Task objective - Write out the whole listing below so that every line matches exactly.

Given records -
+++
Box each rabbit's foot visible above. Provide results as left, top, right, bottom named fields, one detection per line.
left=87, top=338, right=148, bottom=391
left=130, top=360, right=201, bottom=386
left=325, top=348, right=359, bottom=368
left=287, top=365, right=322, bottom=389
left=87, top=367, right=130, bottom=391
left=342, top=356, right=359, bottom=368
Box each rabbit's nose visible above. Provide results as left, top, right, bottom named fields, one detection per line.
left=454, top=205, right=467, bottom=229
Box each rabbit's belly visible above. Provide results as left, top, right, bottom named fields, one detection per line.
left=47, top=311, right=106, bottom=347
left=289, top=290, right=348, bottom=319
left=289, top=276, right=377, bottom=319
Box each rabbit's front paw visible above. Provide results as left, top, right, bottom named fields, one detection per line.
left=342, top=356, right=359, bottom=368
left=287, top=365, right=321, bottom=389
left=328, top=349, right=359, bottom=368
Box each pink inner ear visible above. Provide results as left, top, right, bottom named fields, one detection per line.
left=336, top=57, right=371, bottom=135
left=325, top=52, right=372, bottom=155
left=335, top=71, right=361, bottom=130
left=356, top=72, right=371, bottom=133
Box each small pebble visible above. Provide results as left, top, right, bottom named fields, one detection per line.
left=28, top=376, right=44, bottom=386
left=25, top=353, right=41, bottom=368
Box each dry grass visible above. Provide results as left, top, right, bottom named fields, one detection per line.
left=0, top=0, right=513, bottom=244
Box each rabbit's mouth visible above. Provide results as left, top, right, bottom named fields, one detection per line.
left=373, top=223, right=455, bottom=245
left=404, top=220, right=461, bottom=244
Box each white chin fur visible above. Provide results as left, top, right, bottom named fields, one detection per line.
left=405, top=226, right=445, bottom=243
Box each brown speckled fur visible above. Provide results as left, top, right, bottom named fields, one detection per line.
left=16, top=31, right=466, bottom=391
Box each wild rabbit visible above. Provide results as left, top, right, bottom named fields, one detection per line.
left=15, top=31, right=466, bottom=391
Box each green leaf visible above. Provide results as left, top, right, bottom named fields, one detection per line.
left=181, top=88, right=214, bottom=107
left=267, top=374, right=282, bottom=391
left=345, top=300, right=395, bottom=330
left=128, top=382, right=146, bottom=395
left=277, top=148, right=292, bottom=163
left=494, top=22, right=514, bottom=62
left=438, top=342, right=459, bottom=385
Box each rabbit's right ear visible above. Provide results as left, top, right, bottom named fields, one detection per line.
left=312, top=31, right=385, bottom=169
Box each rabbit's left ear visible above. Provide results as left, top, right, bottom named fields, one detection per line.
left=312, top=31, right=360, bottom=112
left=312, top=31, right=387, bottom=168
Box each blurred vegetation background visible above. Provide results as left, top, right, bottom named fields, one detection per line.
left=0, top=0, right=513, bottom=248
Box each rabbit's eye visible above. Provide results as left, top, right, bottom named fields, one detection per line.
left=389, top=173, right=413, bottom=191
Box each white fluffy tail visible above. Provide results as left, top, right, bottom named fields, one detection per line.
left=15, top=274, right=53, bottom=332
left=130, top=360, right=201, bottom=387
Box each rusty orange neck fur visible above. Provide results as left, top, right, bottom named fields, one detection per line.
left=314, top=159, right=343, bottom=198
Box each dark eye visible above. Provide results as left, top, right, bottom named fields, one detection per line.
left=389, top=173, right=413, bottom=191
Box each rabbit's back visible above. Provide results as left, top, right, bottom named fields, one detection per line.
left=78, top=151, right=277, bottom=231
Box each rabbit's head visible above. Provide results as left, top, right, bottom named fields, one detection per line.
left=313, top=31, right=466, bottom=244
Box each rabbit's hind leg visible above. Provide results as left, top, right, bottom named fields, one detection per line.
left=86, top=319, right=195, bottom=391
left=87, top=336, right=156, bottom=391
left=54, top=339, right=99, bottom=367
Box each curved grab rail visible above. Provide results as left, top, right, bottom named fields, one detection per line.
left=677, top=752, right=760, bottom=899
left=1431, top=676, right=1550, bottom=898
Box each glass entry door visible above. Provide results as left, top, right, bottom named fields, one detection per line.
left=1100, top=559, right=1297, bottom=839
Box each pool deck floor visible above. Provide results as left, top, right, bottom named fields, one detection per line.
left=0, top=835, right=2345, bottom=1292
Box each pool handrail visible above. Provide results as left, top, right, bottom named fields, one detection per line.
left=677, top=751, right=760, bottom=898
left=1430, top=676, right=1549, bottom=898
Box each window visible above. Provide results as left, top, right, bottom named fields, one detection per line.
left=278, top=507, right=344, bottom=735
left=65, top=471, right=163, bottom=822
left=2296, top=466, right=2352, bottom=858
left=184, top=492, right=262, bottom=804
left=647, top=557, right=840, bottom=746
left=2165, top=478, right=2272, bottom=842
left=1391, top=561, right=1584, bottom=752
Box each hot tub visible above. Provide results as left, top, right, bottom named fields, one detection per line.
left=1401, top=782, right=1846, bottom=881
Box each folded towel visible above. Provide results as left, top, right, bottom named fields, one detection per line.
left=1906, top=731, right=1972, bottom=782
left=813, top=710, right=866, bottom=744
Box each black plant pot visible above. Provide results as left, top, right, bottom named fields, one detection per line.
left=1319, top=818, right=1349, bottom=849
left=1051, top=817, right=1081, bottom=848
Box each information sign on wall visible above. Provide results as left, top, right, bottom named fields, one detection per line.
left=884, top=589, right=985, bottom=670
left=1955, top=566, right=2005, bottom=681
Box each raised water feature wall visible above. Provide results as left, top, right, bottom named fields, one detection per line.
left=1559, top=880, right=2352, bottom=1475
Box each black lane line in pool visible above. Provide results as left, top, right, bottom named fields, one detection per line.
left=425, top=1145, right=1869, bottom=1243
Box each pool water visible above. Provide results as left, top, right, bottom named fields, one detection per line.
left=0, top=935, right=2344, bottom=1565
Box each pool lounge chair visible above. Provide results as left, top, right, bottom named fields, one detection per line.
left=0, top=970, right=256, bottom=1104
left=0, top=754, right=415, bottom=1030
+++
Reply -
Box each rabbit's foot visible above. Provide results as left, top, right, bottom named fields, one detection per line.
left=87, top=338, right=148, bottom=391
left=130, top=360, right=201, bottom=386
left=325, top=348, right=359, bottom=368
left=287, top=365, right=322, bottom=389
left=87, top=367, right=130, bottom=391
left=342, top=356, right=359, bottom=368
Box each rabbit's nose visible above. Provide results as left, top, right, bottom named fields, one detection per line.
left=454, top=205, right=467, bottom=229
Box each rabbit's belly visible above. Provide results as left, top, right, bottom named fields, one detection per line.
left=47, top=311, right=106, bottom=347
left=289, top=290, right=348, bottom=319
left=289, top=276, right=377, bottom=319
Box each rabbit's front paw visible above. Provide results as left, top, right, bottom named fields, one detection per line.
left=342, top=356, right=359, bottom=368
left=287, top=365, right=321, bottom=389
left=328, top=349, right=359, bottom=368
Box each pink inner ear visible above. Provide results as left, top, right, bottom named fields, one detection per line.
left=336, top=57, right=371, bottom=135
left=325, top=52, right=372, bottom=155
left=335, top=71, right=361, bottom=130
left=356, top=72, right=371, bottom=133
Box each small pebble visible above. Provide results as left, top, right, bottom named fields, one detection per line.
left=28, top=376, right=44, bottom=386
left=25, top=353, right=41, bottom=368
Box each dry grass visible above. Provide results as left, top, right, bottom named fields, one detection per line.
left=0, top=0, right=513, bottom=244
Box each rabbit's mouth visible above. Provide results as left, top, right, bottom named fields, one detection per line.
left=373, top=223, right=455, bottom=245
left=404, top=220, right=461, bottom=244
Box each white chin fur visible above. Provide results as left, top, right, bottom named fields, one detection per line.
left=405, top=226, right=445, bottom=243
Box each brown speckled fur visible above. Provide results as left, top, right, bottom named fields, one detection per line.
left=16, top=31, right=466, bottom=391
Box each wild rabbit visible above. Provide results as left, top, right, bottom named fields, one detection per line.
left=15, top=31, right=466, bottom=391
Box each green leaf visible above. Provide results as left, top, right, bottom named fields, one detection per line.
left=181, top=88, right=214, bottom=107
left=267, top=374, right=282, bottom=391
left=345, top=300, right=395, bottom=330
left=128, top=382, right=146, bottom=395
left=277, top=148, right=292, bottom=163
left=494, top=22, right=514, bottom=62
left=438, top=342, right=459, bottom=385
Box each rabbit's right ear visible above. Provide results as left, top, right, bottom named fields, one detection per line.
left=312, top=31, right=385, bottom=169
Box each rabbit's left ear visible above. Provide results as left, top, right, bottom named fields, one detection per line.
left=312, top=31, right=360, bottom=112
left=312, top=31, right=387, bottom=168
Box each blurred vegetation background visible above. Provide results as left, top, right, bottom named fields, one detection per line.
left=0, top=0, right=513, bottom=248
Box each rabbit's eye visible above. Provide results as left, top, right, bottom named fields, one detection per line.
left=389, top=173, right=413, bottom=191
Box each white fluffy tail visible above. Provide results as left, top, right, bottom named fields, one detection per line.
left=15, top=274, right=53, bottom=332
left=130, top=360, right=201, bottom=387
Box each rusty orange neck fur visible above. Provide results as left, top, right, bottom named fields, one detection per line.
left=314, top=159, right=343, bottom=198
Box each dark eye visible above. Provide results as left, top, right, bottom named fields, one detection per line.
left=389, top=173, right=413, bottom=191
Box each rabbit's back visible above. Provide results as left, top, right, bottom named fields, one detection per line.
left=78, top=151, right=277, bottom=231
Box each rabbit's head visible above. Provide results as left, top, right, bottom named fields, one detection per line.
left=313, top=31, right=466, bottom=244
Box each rabbit's hind leg visible above. Provide results as left, top, right, bottom named fields, one detection per line.
left=86, top=319, right=195, bottom=391
left=87, top=336, right=156, bottom=391
left=54, top=339, right=99, bottom=367
Box each curved grab rail visible above. Provide results as left, top, right, bottom named fields, one detection per line.
left=677, top=752, right=760, bottom=899
left=1431, top=676, right=1550, bottom=898
Box each glass entry door visible above. Provide results as left, top, right, bottom named fields, one detection per line.
left=1100, top=559, right=1297, bottom=839
Box each pool deck floor visible above. Provide results as left, top, right, bottom named fields, one detection per line.
left=0, top=835, right=2345, bottom=1292
Box each pool handrail visible above. Provide results as left, top, right, bottom named fields, one detection per line.
left=677, top=751, right=760, bottom=898
left=1430, top=676, right=1549, bottom=898
Box each window visible above. Provide results as left, top, right, bottom named fields, one detection per line.
left=278, top=507, right=344, bottom=735
left=65, top=471, right=163, bottom=822
left=2296, top=466, right=2352, bottom=858
left=184, top=492, right=262, bottom=804
left=647, top=557, right=840, bottom=746
left=2165, top=478, right=2272, bottom=842
left=1391, top=561, right=1584, bottom=752
Box each hot tub visible above. Provide results as left, top, right, bottom named fields, one detection per line.
left=1401, top=782, right=1846, bottom=881
Box each folded towel visible above. Provide results as left, top, right, bottom named fields, one detection per line.
left=1906, top=731, right=1972, bottom=782
left=813, top=710, right=866, bottom=744
Box each black plant pot visible above. Provide results as left, top, right, bottom named fields, one detection per line.
left=1319, top=818, right=1349, bottom=849
left=1051, top=817, right=1081, bottom=848
Box each information sign on wall visible above. Provide results as left, top, right, bottom named fields, one detection per line.
left=884, top=589, right=985, bottom=670
left=1955, top=566, right=2005, bottom=681
Box each raised water feature wall visible above. Provide results as left, top, right, bottom named fields, one detection per line.
left=1559, top=880, right=2352, bottom=1475
Box each black lane line in pool visible above. Provide results as left, top, right, bottom named fields, one detection per line.
left=425, top=1145, right=1869, bottom=1243
Box each pool water visible above. Provide results as left, top, right, bottom named fields, one detection per line.
left=0, top=935, right=2344, bottom=1565
Box each pool lounge chair visible above. Provide results as left, top, right, bottom named fields, one detection per line.
left=0, top=970, right=256, bottom=1104
left=0, top=754, right=415, bottom=1030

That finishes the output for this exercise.